__EXCERPTED PASSAGE__.
----------------------------------------

Problem 2: What’s wrong?

  1. The standard deviation of the bootstrap distribution will be approximately the same as the standard deviation of the original sample.

Hopefully the standard deviation of the bootstrap distribution is different than the standard deviation of the original sample - the one from the bootstrap sample should be close to a normal distribution since (supposedly) it will be run many times, while the standard deviation for the original sample likely isn’t normally distributed and may have skew.

  1. The bootstrap distribution is created by resampling without replacement from the original sample.

Not true, because in bootstrapping observations are drawn with replacement.

  1. When generating the resamples, it is best to use a sample size smaller than the size of the original sample.

The sample size of the bootstrapping resamples should be the same size as the original data.

  1. The bootstrap distribution is created by resampling with replacement from the population.

----------------------------------------

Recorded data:

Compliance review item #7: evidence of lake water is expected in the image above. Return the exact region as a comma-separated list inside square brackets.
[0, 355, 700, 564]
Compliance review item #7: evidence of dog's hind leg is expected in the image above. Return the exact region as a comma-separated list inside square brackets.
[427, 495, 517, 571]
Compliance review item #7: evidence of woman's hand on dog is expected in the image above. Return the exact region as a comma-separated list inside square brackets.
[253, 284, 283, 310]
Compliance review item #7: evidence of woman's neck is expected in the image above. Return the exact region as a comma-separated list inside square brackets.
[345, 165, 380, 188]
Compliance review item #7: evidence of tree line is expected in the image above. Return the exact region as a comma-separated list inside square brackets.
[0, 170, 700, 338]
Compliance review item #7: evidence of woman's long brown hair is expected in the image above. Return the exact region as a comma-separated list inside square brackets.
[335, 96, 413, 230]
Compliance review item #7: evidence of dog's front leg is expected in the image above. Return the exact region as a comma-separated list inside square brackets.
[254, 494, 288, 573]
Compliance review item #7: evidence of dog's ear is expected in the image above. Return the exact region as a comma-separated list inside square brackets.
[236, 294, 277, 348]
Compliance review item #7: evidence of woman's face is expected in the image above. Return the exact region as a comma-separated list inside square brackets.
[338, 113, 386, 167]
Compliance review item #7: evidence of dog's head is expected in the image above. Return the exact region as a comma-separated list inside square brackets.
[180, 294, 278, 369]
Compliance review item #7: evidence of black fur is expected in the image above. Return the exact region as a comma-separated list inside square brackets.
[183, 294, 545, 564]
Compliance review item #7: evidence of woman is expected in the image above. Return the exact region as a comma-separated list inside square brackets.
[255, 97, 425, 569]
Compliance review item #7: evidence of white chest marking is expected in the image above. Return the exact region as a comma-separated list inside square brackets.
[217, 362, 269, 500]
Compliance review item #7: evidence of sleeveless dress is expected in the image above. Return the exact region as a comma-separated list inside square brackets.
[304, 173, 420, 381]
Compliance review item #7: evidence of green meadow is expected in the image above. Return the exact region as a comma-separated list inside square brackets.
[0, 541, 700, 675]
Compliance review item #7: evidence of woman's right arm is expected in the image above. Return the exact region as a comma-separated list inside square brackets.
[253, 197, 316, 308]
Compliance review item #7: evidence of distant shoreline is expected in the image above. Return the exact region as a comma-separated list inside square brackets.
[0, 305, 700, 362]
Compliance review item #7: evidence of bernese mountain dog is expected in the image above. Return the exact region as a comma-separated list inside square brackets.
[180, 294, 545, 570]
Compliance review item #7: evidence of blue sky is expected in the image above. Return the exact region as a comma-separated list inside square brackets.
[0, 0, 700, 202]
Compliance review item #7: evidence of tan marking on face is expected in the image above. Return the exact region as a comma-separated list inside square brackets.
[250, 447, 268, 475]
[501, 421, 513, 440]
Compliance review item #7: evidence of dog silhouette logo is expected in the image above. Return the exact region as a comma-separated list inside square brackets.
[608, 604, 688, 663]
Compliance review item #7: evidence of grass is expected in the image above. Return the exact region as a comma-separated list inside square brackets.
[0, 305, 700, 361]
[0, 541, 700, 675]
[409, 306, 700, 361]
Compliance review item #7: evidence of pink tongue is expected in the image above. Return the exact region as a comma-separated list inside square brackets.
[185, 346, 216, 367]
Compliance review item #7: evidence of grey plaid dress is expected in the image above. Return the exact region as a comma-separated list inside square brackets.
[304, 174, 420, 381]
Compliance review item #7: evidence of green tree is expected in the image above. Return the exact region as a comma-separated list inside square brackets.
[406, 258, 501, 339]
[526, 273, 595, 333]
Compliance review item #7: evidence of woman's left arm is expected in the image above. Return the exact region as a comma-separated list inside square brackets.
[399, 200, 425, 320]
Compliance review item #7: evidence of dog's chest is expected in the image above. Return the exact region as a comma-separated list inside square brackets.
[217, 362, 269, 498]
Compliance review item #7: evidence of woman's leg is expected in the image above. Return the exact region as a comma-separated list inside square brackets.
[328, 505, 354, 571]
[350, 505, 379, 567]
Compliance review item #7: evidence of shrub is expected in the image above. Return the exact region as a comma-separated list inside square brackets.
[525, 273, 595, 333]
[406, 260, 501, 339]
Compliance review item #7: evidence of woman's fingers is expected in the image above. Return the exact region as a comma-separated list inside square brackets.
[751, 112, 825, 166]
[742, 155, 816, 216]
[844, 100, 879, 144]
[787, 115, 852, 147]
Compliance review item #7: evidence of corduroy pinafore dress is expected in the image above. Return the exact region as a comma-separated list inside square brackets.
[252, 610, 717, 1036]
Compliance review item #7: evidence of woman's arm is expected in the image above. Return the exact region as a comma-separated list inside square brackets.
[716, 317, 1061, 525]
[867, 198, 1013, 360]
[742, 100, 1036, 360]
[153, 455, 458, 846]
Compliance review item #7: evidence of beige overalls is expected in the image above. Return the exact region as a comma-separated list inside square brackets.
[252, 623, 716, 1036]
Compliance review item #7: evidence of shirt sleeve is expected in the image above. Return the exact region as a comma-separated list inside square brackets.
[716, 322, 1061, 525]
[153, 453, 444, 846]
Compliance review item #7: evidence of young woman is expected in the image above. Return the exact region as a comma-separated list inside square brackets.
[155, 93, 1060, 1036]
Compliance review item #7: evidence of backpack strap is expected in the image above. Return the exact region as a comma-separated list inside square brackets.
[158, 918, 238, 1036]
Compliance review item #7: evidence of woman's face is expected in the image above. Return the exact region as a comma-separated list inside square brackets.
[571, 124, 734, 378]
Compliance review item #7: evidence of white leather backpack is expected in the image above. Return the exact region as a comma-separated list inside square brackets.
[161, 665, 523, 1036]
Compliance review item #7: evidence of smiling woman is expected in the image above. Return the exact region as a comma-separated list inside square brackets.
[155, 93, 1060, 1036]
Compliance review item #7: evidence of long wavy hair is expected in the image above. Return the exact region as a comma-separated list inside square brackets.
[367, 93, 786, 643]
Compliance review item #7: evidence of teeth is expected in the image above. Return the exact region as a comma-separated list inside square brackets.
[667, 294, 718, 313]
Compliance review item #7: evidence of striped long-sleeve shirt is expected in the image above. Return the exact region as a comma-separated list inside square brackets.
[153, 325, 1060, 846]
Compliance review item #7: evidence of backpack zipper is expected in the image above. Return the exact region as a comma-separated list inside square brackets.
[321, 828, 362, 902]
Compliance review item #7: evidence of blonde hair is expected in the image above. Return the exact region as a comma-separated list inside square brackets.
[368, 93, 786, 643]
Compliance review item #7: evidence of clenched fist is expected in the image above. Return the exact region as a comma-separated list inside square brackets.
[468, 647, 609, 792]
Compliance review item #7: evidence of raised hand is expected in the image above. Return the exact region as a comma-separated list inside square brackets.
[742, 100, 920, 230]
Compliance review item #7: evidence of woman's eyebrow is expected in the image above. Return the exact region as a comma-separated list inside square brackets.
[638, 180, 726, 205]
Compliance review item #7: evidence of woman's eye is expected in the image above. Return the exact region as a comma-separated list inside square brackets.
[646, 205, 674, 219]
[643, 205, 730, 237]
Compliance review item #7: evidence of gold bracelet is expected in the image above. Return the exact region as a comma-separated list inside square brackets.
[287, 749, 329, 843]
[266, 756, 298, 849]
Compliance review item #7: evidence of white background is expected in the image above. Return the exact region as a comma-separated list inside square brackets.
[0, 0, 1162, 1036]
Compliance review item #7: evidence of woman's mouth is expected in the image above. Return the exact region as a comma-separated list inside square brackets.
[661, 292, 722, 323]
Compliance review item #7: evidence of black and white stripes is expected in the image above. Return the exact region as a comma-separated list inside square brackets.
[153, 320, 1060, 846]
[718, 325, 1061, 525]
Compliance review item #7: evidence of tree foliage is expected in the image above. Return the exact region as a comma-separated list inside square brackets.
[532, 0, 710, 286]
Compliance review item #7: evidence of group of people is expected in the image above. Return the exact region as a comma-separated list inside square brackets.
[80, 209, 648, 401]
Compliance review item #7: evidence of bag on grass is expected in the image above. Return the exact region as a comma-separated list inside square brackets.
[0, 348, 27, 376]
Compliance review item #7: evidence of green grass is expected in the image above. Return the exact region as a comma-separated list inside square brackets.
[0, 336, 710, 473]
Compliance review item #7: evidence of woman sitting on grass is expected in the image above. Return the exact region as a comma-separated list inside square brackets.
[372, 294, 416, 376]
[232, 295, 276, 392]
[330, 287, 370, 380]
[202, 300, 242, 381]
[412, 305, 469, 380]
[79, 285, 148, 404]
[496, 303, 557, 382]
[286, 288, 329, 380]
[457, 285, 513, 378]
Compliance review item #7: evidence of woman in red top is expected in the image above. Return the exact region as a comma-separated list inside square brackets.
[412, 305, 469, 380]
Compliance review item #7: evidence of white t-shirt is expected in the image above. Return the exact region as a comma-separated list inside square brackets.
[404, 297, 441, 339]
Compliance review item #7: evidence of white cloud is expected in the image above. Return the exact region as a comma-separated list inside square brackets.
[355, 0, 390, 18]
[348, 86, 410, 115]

----------------------------------------

__TO BE DONE__.
#1 Can you restate the bootstrap exercise's paragraph beginning "Hopefully the standard deviation" as a short bulleted list that keeps its main facts?
#2 Can you take the bootstrap exercise further, starting right after its final statement, "The bootstrap distribution is created by resampling with replacement from the population."?
Nothing in the material is needed here.

__OUTPUTS IN ORDER__.
#1
- The bootstrap distribution's standard deviation should, hopefully, differ from the original sample's.
- Since the bootstrap is (supposedly) run many times, its standard deviation should be close to a normal distribution.
- The original sample's standard deviation likely isn't normally distributed and may be skewed.

#2
The bootstrap distribution is created by resampling with replacement from the original sample.

Problem 3: A small-sample permutation test

  1. Calculate the difference in means between the two groups. This is the observed value of the statistic.

\(\bar{x}_t\) = (57 + 61)/2 = 59

\(\bar{x}_c\) = (42 + 62 + 41 + 28)/4 = 43.25

\(\bar{x}_t\) - \(\bar{x}_c\) = 15.75

  1. Resample

\(\bar{x}_t\) = (41 + 42)/2 = 41.5

\(\bar{x}_c\) = (57 + 62 + 61 + 28)/4 = 52

\(\bar{x}_t\) - \(\bar{x}_c\) = -10.5

  1. Repeat part (b) 20 times. Make a histogram of the distribution of these 20 values.
treatment = c(57, 61)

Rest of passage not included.